Exercise objective » Write out the listing below word for word.

++++ Source data ++++

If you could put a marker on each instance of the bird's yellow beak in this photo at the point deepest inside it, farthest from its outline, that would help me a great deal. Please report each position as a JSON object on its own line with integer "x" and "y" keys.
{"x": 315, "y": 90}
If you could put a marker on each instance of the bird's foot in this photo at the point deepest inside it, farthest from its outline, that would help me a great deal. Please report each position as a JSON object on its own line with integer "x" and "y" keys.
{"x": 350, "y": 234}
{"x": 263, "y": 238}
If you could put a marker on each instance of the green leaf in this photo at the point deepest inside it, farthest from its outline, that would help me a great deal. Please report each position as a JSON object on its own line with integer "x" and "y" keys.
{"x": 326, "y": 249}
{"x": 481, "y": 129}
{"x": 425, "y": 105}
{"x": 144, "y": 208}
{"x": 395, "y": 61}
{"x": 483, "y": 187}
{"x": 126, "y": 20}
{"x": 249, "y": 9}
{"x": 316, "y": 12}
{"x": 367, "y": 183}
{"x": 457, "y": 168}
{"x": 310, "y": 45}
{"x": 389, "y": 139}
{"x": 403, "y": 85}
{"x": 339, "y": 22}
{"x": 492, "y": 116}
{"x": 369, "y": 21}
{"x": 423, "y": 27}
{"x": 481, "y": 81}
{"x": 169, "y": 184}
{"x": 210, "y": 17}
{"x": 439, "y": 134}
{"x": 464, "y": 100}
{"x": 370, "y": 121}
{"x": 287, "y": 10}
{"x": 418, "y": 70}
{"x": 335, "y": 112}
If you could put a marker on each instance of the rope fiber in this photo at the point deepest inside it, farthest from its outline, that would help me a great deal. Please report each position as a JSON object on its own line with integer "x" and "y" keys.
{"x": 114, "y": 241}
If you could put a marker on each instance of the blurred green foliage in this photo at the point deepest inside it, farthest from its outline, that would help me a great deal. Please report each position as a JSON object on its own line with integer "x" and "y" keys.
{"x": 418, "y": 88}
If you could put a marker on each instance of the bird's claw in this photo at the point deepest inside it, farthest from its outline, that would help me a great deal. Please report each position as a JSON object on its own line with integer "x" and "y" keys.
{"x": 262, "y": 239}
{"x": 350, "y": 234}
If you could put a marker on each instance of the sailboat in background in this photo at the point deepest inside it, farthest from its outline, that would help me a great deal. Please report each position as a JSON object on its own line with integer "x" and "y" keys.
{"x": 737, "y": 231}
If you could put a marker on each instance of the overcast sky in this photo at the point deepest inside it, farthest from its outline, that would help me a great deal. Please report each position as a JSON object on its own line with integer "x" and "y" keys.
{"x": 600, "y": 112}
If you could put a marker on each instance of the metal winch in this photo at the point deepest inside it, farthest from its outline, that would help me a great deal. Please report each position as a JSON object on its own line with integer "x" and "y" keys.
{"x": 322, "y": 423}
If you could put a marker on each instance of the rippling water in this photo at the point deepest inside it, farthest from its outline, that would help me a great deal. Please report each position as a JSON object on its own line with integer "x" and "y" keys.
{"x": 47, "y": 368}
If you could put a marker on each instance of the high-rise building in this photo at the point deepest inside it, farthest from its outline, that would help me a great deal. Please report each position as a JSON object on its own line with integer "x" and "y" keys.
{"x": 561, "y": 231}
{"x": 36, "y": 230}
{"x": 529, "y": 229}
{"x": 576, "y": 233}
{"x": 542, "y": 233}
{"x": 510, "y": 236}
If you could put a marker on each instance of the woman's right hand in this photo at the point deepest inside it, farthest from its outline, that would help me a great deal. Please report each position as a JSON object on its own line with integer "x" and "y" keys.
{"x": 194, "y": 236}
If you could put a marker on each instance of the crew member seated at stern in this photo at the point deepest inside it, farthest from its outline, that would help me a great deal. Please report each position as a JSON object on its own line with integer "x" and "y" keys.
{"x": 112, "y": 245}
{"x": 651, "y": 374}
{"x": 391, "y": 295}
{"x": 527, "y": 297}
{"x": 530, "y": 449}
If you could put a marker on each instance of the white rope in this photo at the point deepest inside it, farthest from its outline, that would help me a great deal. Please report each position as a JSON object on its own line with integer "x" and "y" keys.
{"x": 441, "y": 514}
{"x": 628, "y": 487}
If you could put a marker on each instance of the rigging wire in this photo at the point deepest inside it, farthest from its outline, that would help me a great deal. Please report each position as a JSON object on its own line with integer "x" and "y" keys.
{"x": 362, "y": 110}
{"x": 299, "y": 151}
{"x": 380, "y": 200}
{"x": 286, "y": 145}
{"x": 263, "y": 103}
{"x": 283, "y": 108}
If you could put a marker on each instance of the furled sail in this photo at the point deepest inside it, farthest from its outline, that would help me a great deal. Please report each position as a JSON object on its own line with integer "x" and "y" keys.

++++

Written response »
If you could put a marker on each instance of the bird's yellow beak in this photo at the point deepest inside it, farthest from its outline, that would help me a great deal. Please report each position as a JSON object on its own line with integer "x" and "y" keys.
{"x": 315, "y": 90}
If you could put a marker on each instance of the bird's foot in this photo at the point deepest inside it, farthest from its outline, that would help me a great deal. Please report each position as a JSON object on its own line with integer "x" and "y" keys.
{"x": 350, "y": 234}
{"x": 263, "y": 238}
If you could put a marker on each instance of the green leaf in this photo at the point deepest inside it, farthest from its outline, that would help me a great deal. Please report each position as a JSON object on its own line with integer "x" and "y" keys.
{"x": 326, "y": 249}
{"x": 481, "y": 129}
{"x": 425, "y": 105}
{"x": 144, "y": 208}
{"x": 395, "y": 61}
{"x": 483, "y": 187}
{"x": 126, "y": 20}
{"x": 249, "y": 9}
{"x": 316, "y": 12}
{"x": 367, "y": 183}
{"x": 457, "y": 168}
{"x": 310, "y": 45}
{"x": 389, "y": 139}
{"x": 403, "y": 85}
{"x": 339, "y": 22}
{"x": 492, "y": 116}
{"x": 369, "y": 21}
{"x": 423, "y": 27}
{"x": 481, "y": 81}
{"x": 169, "y": 184}
{"x": 210, "y": 17}
{"x": 439, "y": 134}
{"x": 464, "y": 100}
{"x": 370, "y": 121}
{"x": 287, "y": 10}
{"x": 418, "y": 70}
{"x": 335, "y": 112}
If you could put a marker on each instance of the rope fiber in this photo at the point deepest inside it, farthest from its outline, that would help me a great deal. Please report each position as a JSON object on its own line with integer "x" and "y" keys.
{"x": 114, "y": 241}
If you could put a marker on each instance of the blurred green foliage in this photo at the point deepest inside it, farthest from its outline, that would help me a great deal. Please report each position as a JSON object on its own line with integer "x" and "y" keys.
{"x": 418, "y": 88}
If you could put a marker on each instance of the bird's claw in this photo at the point deepest inside it, farthest from its outline, that would help me a great deal. Please report each position as a JSON object on its own line with integer "x" and "y" keys.
{"x": 262, "y": 239}
{"x": 350, "y": 234}
If you could put a marker on each instance of the sailboat in background in this photo at the point deepest inside it, farthest from its outline, that would help me a great deal. Please report each position as a JSON object on its own line with integer "x" and "y" keys.
{"x": 737, "y": 231}
If you could put a marker on each instance of the overcast sky in this photo at the point deepest inside it, farthest from its outline, that would help me a great deal. Please report each position as a JSON object on its own line with integer "x" and "y" keys.
{"x": 600, "y": 112}
If you could put a marker on each instance of the metal winch in this photo at the point deepest inside it, farthest from its outline, that would help me a great deal. Please report each position as a JSON object on its own line with integer "x" and "y" keys.
{"x": 322, "y": 423}
If you could put a marker on each instance of the rippling water in this photo at the point deepest inside it, farthest from its outline, that would help me a great deal. Please report each position as a JSON object on its own line with integer "x" and "y" keys.
{"x": 47, "y": 368}
If you could put a marker on each instance of the high-rise building in this photo at the point deepest inside it, farthest from its outline, that would help me a great deal. Please report each position as a JSON object on its own line with integer "x" and "y" keys.
{"x": 561, "y": 231}
{"x": 36, "y": 230}
{"x": 529, "y": 229}
{"x": 576, "y": 233}
{"x": 542, "y": 233}
{"x": 510, "y": 236}
If you could put a marker on each instance of the woman's right hand in this photo at the point deepest inside it, farthest from its outline, that would help me a great deal. Please report each position as a JSON object on its own line with integer "x" and "y" keys.
{"x": 194, "y": 236}
If you could put a marker on each instance of the crew member seated at stern in this photo at the point deepest inside it, farthest from its outline, that would help me a great deal. Please report each position as a JSON object on its own line with integer "x" and "y" keys.
{"x": 112, "y": 245}
{"x": 651, "y": 374}
{"x": 391, "y": 295}
{"x": 527, "y": 297}
{"x": 530, "y": 449}
If you could put a marker on each instance of the white rope in this photo at the point deepest inside it, farthest from its outline, that would help me a great deal. Please report each position as a JSON object on its own line with integer "x" and "y" keys.
{"x": 441, "y": 514}
{"x": 628, "y": 487}
If you could put a marker on each instance of the rigging wire in this photo at the point deepest inside it, farthest from its outline, that would help me a great deal. Please report each position as a JSON object on its own line with integer "x" and "y" keys.
{"x": 362, "y": 110}
{"x": 299, "y": 151}
{"x": 380, "y": 200}
{"x": 286, "y": 145}
{"x": 263, "y": 103}
{"x": 283, "y": 108}
If you could put a marker on each instance of the furled sail in this photo at the point deepest inside it, farthest from its outline, that would help me a great deal. Please report each position as a JSON object on its own line with integer "x" and "y" keys.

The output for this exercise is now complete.